CHALLENGES:
**a)** For each statement below, say whether it agrees with the passage shown; give yes or no and quote the words of the passage that settle it. (i) In the colander tests, tubes are put in place with needles. (ii) In the Cherokee test, the engine parts are taken out and handled. (iii) The jelly beans seem to harden in the alginate.
**b)** Copy the part of the passage shown starting with "Roughness gives a" and going on through "several separate pictures.".

PASSAGE SHOWN:
____________________

Conclusion: Making additions adds volume, but multiple perforations add air, so it isn’t a volume which is stifling. The slatted effect doesn’t have to be permanent, it can be modified. The walls can be alive. Light and perception can be changed at will, or randomly, or controlled by a complex system (such as the day).
3. the colander eclipse
The moon is a colander. In 1 we had a mass on which we performed different actions. Now we are going to do the reverse (the performer would say “a slight reverse”, knowing full well that the governing part considers the expression as a sign of insecurity) and the incisions or perforations are going to be planned beforehand.  A user-friendly, quick-setting liquid material – alginate – is used as well as translucent materials which are also edible – sweets, jelly beans. In this way slight expectation is created. Several tests are carried out. A. Different coloured jelly beans are placed in contact with the formwork (a plastic cup). Their position is adjusted with needles. Some jelly beans are placed at different distances from the perimeter. B. « Bridges » are made by stringing jelly beans together side by side, adjusting their position with needles. We ensure the skewered jelly beans are different colours. The performer manages to prick himself several times. C. Several tubes are put in place using needles, which will go through the mass.  D. Different tubes.  Jelly beans are positioned in the inside part, some just touching the tubes, others have the tubes running through them.
It’s possible to see how light comes through the coloured pathway of jelly beans. As you look through some of the tubes, colour can be seen at the end. The jelly beans seem to be dissolving, possibly as a reaction to the alginate.
Conclusion: intuition of “walled” elements gives a feeling of thickness in matter.  Light can be delivered, but at the same time it’s as if we become its baggage which it takes inside.  It’s also possible to think of a formwork which has disappeared instead of a missing formwork. This is somewhat like a technique for a constructor of pyramids, or like using ice as a dead weight in the Sahara Desert.
4. the engine in a Cherokee
We search for electric and combustion engines on the internet. We also open up the hood on a Cherokee Unlimited and a Grand Cherokee. This time we only look. The different elements such as tubes, metal boxes and bars go in and out, they duck into the jumble of metals and plastics only to come out again a few centimetres further along. Or then again, not. Their rounded edges prevent it from being perceived as a solid mass. They all seem to be elements millimetrically apart from one another.
While undertaking research we come up against a brain with all its protuberances, its grey matter, its shadows and its areas of activity.  They are different in each person, different according to the sun which shines upon it. 
Conclusion: Sometimes it’s difficult to distinguish between content and continent, between what is hidden and what it is hiding. There is team work here.
Roughness gives a vast feeling of heaviness, of seriousness, particularly if curved shapes predominate.
The outcome is:
Composite: composite: made up of disparate or separate parts or elements; compound. A picture, photograph, or the like, that combines several separate pictures. 

Pocket words


The starting points for our projects are not pre-established schemes which predetermine the final shape, rather they consist of ideas, concepts. These generate processes and systems which, once a particular need is covered, go on to find the next solution of their own accord. We thus understand how a tub, a peg, a tactile quality, an empty space, a face-to-face encounter, or bobbin lace can generate any kind of object. All that remains is to study what the object signifies as such, what its qualities are and redefine it. A new conception of the object emerges from this re-reading, thus giving it a new form.

____________________

RECORDED INFORMATION:
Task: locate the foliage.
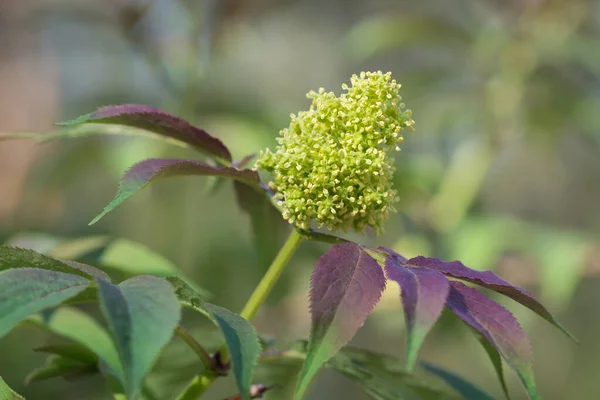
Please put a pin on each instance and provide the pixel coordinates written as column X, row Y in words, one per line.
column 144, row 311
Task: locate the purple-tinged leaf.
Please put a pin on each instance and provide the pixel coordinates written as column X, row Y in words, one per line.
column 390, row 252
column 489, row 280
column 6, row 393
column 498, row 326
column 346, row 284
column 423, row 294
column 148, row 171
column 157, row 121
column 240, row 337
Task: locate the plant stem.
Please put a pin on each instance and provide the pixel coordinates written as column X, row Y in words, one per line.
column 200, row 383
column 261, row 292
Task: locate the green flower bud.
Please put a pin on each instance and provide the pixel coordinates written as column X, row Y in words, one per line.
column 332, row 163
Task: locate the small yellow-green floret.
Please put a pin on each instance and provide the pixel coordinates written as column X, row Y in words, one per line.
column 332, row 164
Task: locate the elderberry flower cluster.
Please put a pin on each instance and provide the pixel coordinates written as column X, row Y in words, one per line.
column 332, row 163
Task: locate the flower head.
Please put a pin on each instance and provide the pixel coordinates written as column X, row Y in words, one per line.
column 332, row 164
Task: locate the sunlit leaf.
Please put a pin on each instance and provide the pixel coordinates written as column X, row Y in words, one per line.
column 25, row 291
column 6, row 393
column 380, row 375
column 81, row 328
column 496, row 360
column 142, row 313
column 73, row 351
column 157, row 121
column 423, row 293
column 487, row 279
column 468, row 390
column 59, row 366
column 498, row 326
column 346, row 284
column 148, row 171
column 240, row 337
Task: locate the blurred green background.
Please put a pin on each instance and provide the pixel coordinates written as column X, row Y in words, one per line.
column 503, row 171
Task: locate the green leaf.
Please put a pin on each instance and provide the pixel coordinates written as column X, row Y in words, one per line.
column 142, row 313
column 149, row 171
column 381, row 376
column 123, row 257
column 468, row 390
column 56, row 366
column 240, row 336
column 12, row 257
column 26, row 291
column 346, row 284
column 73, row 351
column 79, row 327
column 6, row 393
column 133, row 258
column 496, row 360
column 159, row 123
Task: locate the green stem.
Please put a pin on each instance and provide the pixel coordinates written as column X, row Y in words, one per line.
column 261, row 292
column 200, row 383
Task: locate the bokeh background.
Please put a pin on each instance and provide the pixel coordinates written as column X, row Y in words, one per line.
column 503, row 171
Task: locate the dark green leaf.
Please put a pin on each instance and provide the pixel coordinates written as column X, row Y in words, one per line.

____________________

ANSWERS BELOW:
**a)**
(i) Yes: "Several tubes are put in place using needles, which will go through the mass."
(ii) No: "This time we only look."
(iii) No: "The jelly beans seem to be dissolving, possibly as a reaction to the alginate."

**b)**
Roughness gives a vast feeling of heaviness, of seriousness, particularly if curved shapes predominate.
The outcome is:
Composite: composite: made up of disparate or separate parts or elements; compound. A picture, photograph, or the like, that combines several separate pictures.